[Written request] Reproduce the material below word for word, keeping every line in its original order.

[Data supplied]
-- Begin --

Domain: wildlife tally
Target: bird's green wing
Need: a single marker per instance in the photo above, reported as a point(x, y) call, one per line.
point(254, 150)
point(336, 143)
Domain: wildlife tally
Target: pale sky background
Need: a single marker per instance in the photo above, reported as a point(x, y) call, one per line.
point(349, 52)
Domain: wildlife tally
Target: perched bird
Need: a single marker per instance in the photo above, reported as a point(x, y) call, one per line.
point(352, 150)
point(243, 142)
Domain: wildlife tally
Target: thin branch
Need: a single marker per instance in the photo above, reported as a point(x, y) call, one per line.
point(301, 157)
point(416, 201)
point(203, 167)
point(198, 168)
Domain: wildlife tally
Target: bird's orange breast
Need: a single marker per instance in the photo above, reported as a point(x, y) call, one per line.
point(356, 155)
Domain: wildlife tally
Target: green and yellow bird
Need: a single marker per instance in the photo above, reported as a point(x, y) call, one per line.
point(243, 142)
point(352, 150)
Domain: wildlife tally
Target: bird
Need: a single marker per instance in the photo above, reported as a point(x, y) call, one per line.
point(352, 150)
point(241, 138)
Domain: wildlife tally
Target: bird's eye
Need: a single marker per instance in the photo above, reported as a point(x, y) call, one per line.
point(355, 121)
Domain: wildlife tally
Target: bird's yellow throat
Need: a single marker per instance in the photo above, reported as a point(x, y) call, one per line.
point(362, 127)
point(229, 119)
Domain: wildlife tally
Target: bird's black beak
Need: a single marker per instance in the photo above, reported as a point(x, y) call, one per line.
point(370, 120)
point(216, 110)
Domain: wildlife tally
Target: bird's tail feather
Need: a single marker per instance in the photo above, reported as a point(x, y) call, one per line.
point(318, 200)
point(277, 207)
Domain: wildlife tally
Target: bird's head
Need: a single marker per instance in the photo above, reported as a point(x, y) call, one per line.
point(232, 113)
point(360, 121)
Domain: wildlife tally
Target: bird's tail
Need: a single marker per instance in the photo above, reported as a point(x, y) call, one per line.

-- End --

[Task solution]
Domain: wildlife tally
Target: bird's green wing
Need: a single marker per instance in the photo above, reported as a point(x, y) call, one per line.
point(254, 150)
point(336, 143)
Domain: wildlife tally
Target: pale sky background
Need: a single marker per instance in the photo above, reported as a point(x, y) call, one per line.
point(349, 52)
Domain: wildlife tally
Target: perched bird
Need: a single marker per instance in the photo above, reported as a point(x, y) call, one per line.
point(352, 150)
point(243, 142)
Domain: wildlife tally
Target: thin branch
Need: a single marker per instance in the photo above, reported as a point(x, y) call, one per line.
point(301, 157)
point(416, 201)
point(203, 167)
point(198, 168)
Domain: wildlife tally
Target: bird's orange breast
Need: a single marker per instance in the photo above, reported as a point(x, y) call, one per line.
point(356, 155)
Domain: wildlife tally
Target: green and yellow bird
Need: a single marker per instance in the photo above, reported as a point(x, y) call, one per line.
point(243, 142)
point(352, 150)
Domain: wildlife tally
Target: bird
Need: a single marker per instance in the photo above, reported as a point(x, y) call, one per line.
point(352, 150)
point(241, 138)
Domain: wildlife tally
Target: bird's eye
Need: a single marker per instance in the photo above, reported as a point(x, y) call, one per line.
point(355, 121)
Domain: wildlife tally
Target: bird's yellow throat
Need: a single marker per instance in the photo above, reported as a point(x, y) call, one per line.
point(362, 127)
point(229, 119)
Domain: wildlife tally
Target: bird's black beak
Need: a single marker per instance in the photo above, reported as a point(x, y) call, one per line.
point(370, 120)
point(216, 110)
Domain: wildlife tally
Target: bird's tail feather
Need: a single marker per instance in the photo above, reported as a point(x, y) call, one per line.
point(318, 200)
point(277, 207)
Domain: wildlife tally
Target: bird's head
Need: a single marker per instance in the photo above, reported as a point(x, y) call, one per line.
point(232, 113)
point(360, 121)
Domain: wildlife tally
Target: bird's tail
Need: a single marker per instance in the photo above, reported as a point(x, y) call, one per line.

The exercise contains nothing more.